## Begin Document extract

Wednesday, March 27, 2013

By Whom Shall Jacob Arise?

By Whom Shall Jacob Arise?

by Edward D. Griffin

"By whom shall Jacob arise? for he is small."–Amos vii. 2.

This was an appeal to the heart of God at a time when the judgments of heaven were bringing the chosen people to ruin. "When" the locusts "had made an end of eating the grass of the land" and were about to fall upon the corn, then said the prophet, "O Lord God, forgive, I beseech thee: by whom shall Jacob arise? for he is small. The Lord repented for this: It shall not be, saith the Lord." When the fire was let loose to consume the earth, the prophet again interceded: "O Lord God, cease, I beseech thee: by whom shall Jacob arise? for he is small. The Lord repented for this: This also shall not be, saith the Lord God."

"By whom shall Jacob arise? for he is small." This is a question which might well have been asked in every age which the Church has yet seen. Her numbers have always been small in comparison with the ranks of the wicked. Near two-thirds of the world are Pagans; a fifth part are bending at the tomb of Mahomet; and only a sixth part are nominally Christian. Of that sixth, by far the greater part are buried under Greek and Romish darkness. And even in Protestant countries, to how small a compass is the true Church reduced! The men of the world swarm on every hand, while few are on their way to Zion. How small a proportion in every city, in every village. Amidst the countless multitudes of nations, languages, and tongues, the Church, to this day, is but a drop in the ocean.

And she is weak as well as small; wholly incompetent to her own salvation; with no strength commensurate to the difficulties and enemies she has to encounter, and no ally this side of heaven.

When we look abroad over the world we behold a race of men dead in trespasses and sins, given over to the dominion of the selfish passions, chained down in ignominious servitude to the world; whom no motives can conquer, no means reclaim. To form such beings into materials for building up the Church, they must be made to undergo a thorough and wonderful transformation. Who shall accomplish this mighty change? Who shall turn back the current? Who shall drive back Jordan to its source? Easier to make any other change in the dispositions of men. For easier to make the coward brave or the miser liberal. No two states of the natural affections are so far apart and so opposed to each other as supreme selfishness and holy love. Nothing against which native selfishness is so rancorously fixed as God and His holy law. You may turn demons into seraphs as easily as by your own power you can mould men into saints. And yet if Zion arises there must be as many such transformations as the number of her sons.

## End Document extract
## Begin Listed entries

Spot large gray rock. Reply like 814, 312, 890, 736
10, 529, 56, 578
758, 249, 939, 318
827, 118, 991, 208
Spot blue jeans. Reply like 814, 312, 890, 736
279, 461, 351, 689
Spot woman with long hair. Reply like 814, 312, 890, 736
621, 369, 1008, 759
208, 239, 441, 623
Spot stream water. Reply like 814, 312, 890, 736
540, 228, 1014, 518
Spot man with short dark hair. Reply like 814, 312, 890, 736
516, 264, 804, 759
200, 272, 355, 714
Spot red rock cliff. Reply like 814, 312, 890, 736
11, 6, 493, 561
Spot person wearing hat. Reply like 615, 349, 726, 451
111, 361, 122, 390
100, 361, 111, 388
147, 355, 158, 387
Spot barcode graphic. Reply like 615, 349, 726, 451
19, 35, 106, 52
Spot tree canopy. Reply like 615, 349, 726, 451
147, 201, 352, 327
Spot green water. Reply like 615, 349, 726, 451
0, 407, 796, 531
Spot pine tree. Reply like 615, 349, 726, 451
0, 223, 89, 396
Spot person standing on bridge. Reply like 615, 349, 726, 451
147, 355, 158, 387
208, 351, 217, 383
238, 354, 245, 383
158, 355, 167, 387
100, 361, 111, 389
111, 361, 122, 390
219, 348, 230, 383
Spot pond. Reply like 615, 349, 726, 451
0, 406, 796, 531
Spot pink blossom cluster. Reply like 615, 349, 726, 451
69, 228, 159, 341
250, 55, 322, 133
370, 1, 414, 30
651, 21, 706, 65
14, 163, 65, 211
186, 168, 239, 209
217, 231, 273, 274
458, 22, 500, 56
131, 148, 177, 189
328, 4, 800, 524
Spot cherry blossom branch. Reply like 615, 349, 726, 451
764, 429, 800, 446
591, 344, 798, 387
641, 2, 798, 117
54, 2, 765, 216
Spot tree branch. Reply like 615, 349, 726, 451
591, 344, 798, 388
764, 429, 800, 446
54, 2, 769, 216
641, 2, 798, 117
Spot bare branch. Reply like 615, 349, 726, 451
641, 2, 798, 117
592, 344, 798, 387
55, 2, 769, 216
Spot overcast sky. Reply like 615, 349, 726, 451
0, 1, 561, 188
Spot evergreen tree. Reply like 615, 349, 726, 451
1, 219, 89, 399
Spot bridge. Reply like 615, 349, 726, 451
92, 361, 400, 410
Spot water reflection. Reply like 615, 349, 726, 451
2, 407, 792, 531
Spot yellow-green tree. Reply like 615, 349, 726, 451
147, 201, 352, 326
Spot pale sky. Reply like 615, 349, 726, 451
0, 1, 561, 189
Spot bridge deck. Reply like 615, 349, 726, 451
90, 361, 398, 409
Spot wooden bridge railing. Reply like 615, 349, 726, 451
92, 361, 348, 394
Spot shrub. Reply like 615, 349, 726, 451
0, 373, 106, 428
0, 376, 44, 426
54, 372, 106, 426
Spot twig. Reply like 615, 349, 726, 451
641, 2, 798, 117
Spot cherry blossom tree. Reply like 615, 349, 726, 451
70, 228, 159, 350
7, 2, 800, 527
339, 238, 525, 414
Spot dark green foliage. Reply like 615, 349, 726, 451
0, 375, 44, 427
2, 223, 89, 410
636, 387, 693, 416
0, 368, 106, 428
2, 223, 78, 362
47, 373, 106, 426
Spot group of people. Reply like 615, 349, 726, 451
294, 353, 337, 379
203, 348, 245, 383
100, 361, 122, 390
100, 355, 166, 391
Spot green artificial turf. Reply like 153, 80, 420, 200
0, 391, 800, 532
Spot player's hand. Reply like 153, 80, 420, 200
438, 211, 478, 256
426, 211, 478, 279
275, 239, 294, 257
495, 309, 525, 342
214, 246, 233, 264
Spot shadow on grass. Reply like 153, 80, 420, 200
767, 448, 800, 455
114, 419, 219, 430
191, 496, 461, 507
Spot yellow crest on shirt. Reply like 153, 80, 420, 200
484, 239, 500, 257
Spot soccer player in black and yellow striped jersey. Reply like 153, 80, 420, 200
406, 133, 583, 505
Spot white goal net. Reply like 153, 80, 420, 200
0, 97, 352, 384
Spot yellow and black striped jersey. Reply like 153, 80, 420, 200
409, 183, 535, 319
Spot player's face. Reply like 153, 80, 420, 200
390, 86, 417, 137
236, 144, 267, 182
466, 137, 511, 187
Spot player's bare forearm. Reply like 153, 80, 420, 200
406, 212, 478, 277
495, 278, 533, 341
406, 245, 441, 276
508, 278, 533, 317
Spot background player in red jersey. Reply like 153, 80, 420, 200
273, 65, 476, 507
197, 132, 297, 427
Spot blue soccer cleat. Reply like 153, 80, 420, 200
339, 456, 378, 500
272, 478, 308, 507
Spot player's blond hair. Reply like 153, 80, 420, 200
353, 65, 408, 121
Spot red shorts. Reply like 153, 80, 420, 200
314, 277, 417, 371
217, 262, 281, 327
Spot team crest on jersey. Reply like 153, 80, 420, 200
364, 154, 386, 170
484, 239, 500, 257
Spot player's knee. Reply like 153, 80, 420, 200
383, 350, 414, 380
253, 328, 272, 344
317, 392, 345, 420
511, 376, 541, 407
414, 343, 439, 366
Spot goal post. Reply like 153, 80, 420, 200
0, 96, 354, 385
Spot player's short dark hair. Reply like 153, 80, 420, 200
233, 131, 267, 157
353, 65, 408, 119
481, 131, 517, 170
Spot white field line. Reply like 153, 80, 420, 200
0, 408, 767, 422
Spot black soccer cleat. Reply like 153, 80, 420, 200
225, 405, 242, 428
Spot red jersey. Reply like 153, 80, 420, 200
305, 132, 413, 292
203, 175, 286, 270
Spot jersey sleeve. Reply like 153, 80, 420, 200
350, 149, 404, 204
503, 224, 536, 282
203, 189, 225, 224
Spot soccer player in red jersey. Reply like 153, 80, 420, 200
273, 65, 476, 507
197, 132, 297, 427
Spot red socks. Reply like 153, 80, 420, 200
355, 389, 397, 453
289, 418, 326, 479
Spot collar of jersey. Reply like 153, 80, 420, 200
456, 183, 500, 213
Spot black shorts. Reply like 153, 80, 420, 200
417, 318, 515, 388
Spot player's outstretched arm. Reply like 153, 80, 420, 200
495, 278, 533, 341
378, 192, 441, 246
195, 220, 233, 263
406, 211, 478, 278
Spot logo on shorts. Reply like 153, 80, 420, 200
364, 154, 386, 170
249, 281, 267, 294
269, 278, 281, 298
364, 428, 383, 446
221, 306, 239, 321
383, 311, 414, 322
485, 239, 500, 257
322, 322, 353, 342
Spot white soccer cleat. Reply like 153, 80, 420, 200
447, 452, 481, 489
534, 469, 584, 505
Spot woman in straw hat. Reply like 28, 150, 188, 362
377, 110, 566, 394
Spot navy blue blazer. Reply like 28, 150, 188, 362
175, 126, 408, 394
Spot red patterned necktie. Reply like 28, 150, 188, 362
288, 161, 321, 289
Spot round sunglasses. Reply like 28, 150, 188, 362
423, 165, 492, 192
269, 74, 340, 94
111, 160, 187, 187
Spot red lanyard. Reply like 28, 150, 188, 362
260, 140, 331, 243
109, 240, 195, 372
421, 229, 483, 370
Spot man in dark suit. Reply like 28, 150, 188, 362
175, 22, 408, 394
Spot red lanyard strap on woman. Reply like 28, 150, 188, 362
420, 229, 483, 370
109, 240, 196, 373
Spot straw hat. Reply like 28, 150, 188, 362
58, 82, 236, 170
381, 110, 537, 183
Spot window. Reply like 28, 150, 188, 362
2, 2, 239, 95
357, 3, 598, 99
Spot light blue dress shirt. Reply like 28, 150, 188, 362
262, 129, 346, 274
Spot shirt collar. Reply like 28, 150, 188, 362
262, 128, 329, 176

## End Listed entries

Written exercise: Do these statements agree with the sermon extract "By Whom Shall Jacob Arise?": (a) about a fifth of the world is nominally Christian; (b) the prophet interceded when fire was let loose to consume the earth; (c) making a coward brave is harder than molding men into saints? For each, answer yes or no and quote the words of the extract that decide it.

Finished answer:
(a) No: "only a sixth part are nominally Christian."
(b) Yes: "When the fire was let loose to consume the earth, the prophet again interceded"
(c) No: "For easier to make the coward brave or the miser liberal."